EXERCISE AIM
From the line with "Target: silver salmon" through the line with "of the shallow", repeat the entries verbatim, both end lines included, and add nothing.

[Point-per-instance localization data]

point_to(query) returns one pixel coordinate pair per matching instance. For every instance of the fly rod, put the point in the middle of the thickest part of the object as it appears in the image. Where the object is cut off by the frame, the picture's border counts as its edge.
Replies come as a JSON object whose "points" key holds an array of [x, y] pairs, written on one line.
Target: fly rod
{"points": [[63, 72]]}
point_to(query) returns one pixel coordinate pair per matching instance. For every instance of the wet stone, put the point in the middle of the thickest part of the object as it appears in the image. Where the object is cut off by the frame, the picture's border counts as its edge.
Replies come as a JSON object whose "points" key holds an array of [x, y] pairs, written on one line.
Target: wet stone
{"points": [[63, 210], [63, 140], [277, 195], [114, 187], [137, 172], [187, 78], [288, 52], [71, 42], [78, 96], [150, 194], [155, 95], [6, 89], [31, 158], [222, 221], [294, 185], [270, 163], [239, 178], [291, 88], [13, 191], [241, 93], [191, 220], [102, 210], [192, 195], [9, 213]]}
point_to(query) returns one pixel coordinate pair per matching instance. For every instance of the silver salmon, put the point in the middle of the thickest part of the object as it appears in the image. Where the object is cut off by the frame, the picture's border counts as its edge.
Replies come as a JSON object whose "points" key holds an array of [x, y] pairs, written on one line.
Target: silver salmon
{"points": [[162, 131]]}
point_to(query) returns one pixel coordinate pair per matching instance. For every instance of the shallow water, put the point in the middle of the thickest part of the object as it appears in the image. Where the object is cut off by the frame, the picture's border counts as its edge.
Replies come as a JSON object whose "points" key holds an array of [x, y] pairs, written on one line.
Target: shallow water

OUTPUT OF THE EXERCISE
Target: silver salmon
{"points": [[162, 131]]}
point_to(query) returns one pixel coordinate pair per matching instance. For every instance of the shallow water, put the point in the middle of the thickest part of the object as it appears in the image. Where the object is cut off by the frame, the picture's border counts as its edge.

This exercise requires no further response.